▶ **Exercise aim**
Go through the lines below and copy each one that holds the string "building".

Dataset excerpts
++++++++++
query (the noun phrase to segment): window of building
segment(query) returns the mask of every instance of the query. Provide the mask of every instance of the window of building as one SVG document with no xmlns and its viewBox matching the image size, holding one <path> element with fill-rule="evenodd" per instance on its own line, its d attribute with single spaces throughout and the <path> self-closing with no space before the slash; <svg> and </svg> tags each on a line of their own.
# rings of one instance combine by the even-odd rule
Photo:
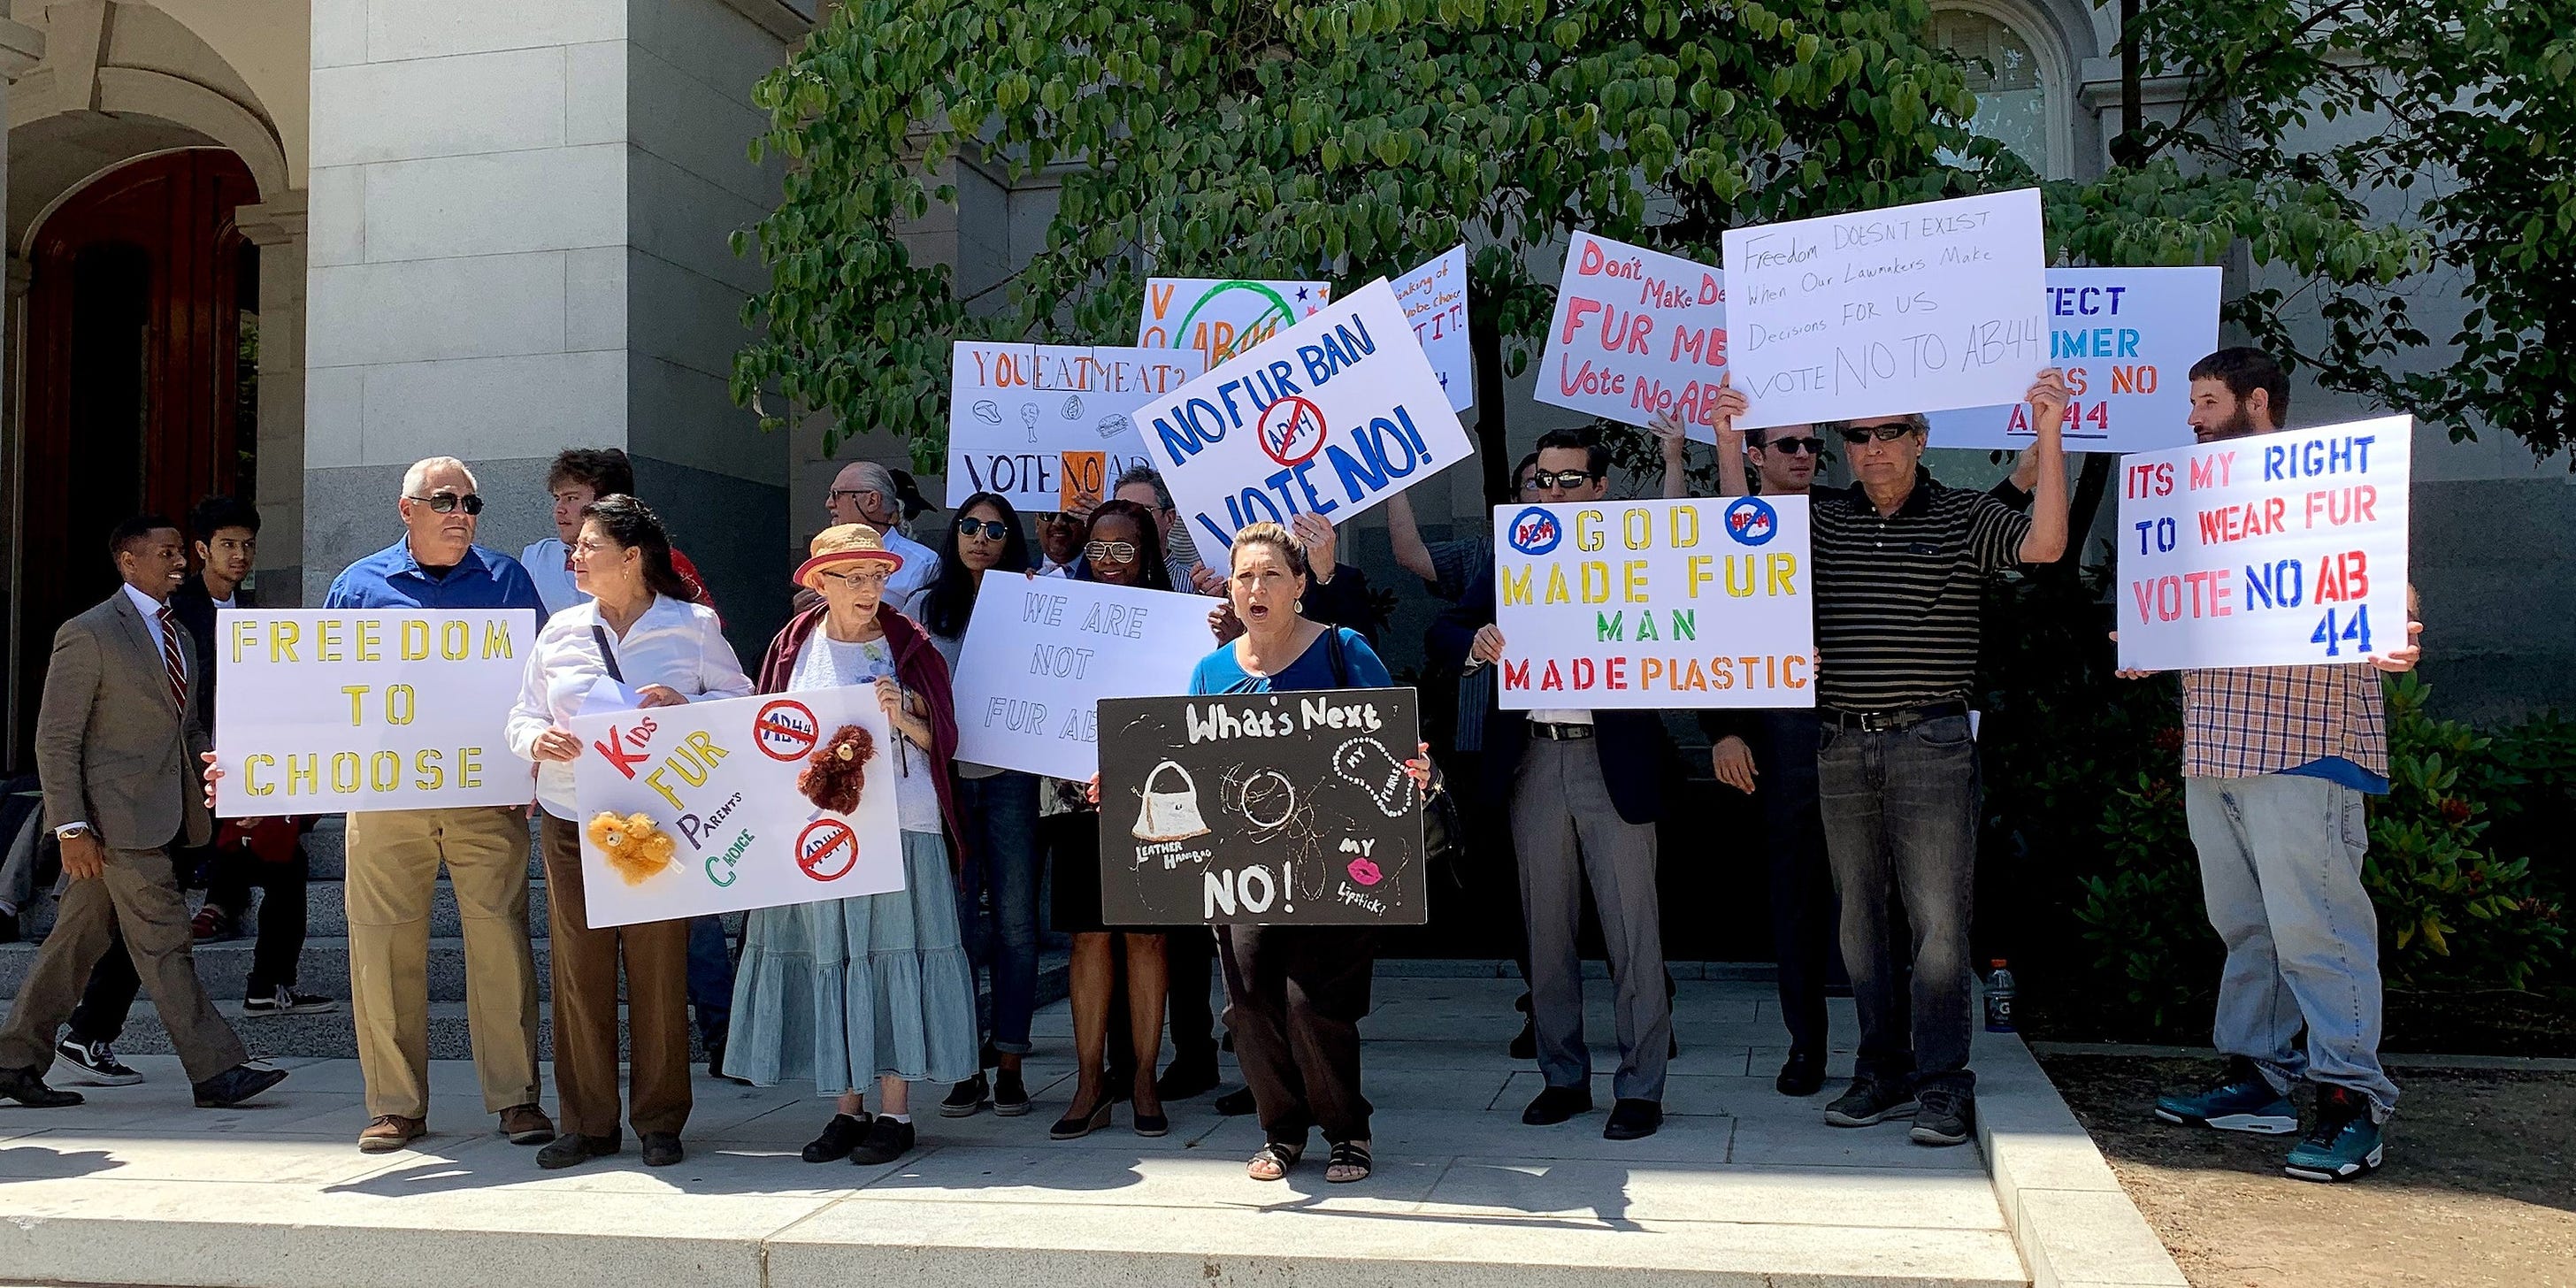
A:
<svg viewBox="0 0 2576 1288">
<path fill-rule="evenodd" d="M 1972 132 L 2012 150 L 2042 175 L 2058 173 L 2057 122 L 2050 69 L 2028 40 L 2004 19 L 1983 9 L 1945 8 L 1932 15 L 1932 41 L 1967 63 L 1968 88 L 1977 96 Z"/>
</svg>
++++++++++
▶ **Solution below**
query (the noun phrase to segment): window of building
segment(query) returns the mask of every instance of the query. Provide the mask of every instance of the window of building as one SVG document with no xmlns and its viewBox matching the image size, holding one <path> element with fill-rule="evenodd" per instance on its own line, its d attribute with single spaces throughout and the <path> self-closing with no space before the slash; <svg> and </svg> tags each on a line of their own.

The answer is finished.